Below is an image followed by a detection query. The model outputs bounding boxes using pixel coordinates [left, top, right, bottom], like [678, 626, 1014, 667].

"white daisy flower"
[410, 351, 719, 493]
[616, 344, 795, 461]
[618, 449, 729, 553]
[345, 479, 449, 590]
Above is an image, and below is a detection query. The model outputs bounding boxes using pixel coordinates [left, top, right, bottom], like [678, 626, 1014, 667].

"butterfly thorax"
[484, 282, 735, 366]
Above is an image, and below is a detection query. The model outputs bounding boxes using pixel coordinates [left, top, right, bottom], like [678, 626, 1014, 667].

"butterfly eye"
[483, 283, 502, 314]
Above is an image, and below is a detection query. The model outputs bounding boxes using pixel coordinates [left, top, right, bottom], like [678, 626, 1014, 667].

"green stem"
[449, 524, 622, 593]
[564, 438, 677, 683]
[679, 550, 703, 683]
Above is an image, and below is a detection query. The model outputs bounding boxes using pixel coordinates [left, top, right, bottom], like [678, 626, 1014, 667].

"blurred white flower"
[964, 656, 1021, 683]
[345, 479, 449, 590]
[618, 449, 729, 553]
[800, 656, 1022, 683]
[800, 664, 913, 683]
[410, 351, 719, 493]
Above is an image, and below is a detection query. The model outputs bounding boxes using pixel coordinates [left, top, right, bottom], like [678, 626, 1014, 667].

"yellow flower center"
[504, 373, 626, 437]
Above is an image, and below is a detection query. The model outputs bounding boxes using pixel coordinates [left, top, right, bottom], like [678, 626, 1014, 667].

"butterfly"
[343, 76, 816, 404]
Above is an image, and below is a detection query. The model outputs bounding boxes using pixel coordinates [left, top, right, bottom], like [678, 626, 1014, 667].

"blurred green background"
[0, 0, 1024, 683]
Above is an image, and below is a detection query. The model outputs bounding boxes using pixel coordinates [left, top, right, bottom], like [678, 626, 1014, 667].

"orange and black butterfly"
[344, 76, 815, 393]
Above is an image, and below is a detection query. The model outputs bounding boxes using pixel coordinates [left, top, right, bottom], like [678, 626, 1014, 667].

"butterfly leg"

● TASK TO CARRY OUT:
Reproduce the items word for word, beginning with their first line and ending after the line that contains "[484, 282, 735, 366]".

● ANSWER TO THE PROBLEM:
Below is an image followed by a detection query. The model outputs bounding boxes using pixel coordinates [left, top, right, bottom], like [678, 626, 1014, 667].

"white daisy flower"
[410, 351, 719, 493]
[616, 344, 795, 461]
[618, 449, 729, 553]
[345, 479, 449, 590]
Above is an image, and below is a detection query. The model outputs bounding boxes using pixel coordinates [left, top, right, bottom], like [678, 626, 1014, 667].

"butterfly thorax"
[484, 282, 735, 366]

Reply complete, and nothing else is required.